▶ [Exercice]: Convertissez en liste JSON de chaînes les lignes qui vont de celle contenant « solar panel frame » jusqu'à la dernière ligne, toutes deux incluses. Mettez une chaîne par ligne et omettez les lignes vides.

(Extraits d'un jeu de données d'annotation par points)
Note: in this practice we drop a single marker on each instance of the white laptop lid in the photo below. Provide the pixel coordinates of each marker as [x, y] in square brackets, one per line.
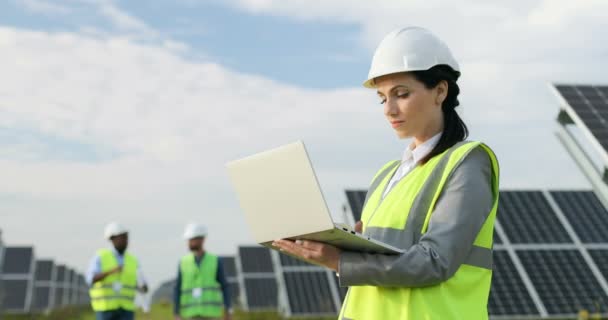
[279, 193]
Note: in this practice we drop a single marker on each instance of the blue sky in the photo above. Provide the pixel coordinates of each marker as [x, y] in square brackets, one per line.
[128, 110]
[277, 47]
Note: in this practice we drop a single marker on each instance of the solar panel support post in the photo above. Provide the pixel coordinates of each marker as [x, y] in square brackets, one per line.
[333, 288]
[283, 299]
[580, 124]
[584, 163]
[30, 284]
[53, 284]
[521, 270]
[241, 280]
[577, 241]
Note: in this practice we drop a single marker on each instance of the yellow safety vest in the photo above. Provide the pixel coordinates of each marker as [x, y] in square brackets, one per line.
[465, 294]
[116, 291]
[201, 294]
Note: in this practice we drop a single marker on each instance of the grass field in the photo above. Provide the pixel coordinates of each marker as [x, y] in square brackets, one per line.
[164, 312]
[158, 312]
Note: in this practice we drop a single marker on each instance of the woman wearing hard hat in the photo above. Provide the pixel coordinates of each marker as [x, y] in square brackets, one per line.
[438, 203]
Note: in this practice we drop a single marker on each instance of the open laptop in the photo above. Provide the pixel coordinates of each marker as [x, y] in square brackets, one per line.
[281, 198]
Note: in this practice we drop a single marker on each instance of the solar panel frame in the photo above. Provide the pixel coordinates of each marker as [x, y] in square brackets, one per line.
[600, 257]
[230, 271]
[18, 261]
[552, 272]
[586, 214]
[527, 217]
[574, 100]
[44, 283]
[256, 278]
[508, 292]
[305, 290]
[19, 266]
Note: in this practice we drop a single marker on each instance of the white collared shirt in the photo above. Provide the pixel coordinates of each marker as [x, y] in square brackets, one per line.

▶ [Résultat]:
[
  "Note: in this practice we drop a single marker on each instance of the solar panel frame in the photo above. Provide the pixel coordinates of each marker as [x, y] in square brackets, one per line.",
  "[600, 257]",
  "[230, 271]",
  "[18, 261]",
  "[552, 272]",
  "[586, 214]",
  "[527, 217]",
  "[574, 100]",
  "[44, 283]",
  "[256, 278]",
  "[508, 292]",
  "[305, 290]",
  "[19, 266]",
  "Note: in this practice we drop a single marker on each instance of the white collared shirt in the photo above. Provide the pixel coordinates of each marker as [x, y] in square brackets, one per line."
]